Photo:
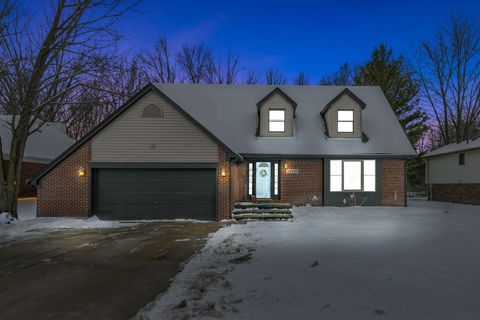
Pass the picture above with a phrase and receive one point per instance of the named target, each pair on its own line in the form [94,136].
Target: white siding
[173,138]
[445,168]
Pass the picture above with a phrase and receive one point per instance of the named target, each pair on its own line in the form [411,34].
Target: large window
[352,175]
[345,121]
[276,120]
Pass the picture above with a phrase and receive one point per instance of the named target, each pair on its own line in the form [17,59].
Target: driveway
[94,273]
[420,262]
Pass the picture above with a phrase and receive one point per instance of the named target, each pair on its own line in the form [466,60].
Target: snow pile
[418,262]
[7,218]
[31,228]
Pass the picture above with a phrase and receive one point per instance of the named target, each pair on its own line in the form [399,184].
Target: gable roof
[454,147]
[347,92]
[42,146]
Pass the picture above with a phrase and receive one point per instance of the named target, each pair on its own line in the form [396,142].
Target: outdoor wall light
[81,172]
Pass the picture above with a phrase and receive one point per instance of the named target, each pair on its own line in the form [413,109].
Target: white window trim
[277,121]
[346,121]
[362,175]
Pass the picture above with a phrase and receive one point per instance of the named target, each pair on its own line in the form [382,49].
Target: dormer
[343,116]
[275,115]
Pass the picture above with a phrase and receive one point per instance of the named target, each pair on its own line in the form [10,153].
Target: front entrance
[264,179]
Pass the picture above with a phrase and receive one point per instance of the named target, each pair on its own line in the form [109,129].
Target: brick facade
[393,183]
[61,191]
[300,188]
[468,193]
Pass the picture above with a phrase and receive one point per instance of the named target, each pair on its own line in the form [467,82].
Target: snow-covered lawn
[419,262]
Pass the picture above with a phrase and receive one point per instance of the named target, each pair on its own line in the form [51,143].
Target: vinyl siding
[276,101]
[331,116]
[133,138]
[445,168]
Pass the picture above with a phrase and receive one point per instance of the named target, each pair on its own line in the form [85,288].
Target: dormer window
[276,115]
[345,121]
[276,120]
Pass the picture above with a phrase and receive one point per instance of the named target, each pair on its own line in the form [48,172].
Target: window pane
[345,115]
[352,175]
[276,115]
[369,167]
[335,183]
[336,167]
[369,183]
[276,126]
[345,126]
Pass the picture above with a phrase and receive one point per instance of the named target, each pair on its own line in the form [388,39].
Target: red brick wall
[299,188]
[454,192]
[61,191]
[393,182]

+ + + + +

In the data above, which lines lie between the line with "the form [467,82]." and the line with "the form [85,288].", inclusive? Print those lines exactly and nothing else.

# Task output
Pass the picture above with a phrase and receive one point per instance of the named target, each pair on its own line in the form [467,82].
Target: snow-covered lawn
[419,262]
Pass the picture above with a phrase and receive one point per instance of the named target, each pair on its own line in the form [51,143].
Target: vinyl siding
[276,101]
[331,116]
[133,138]
[445,168]
Pass the picture above with a phrase and receive one point per instance of the named target, each pair on its own line in the form [85,288].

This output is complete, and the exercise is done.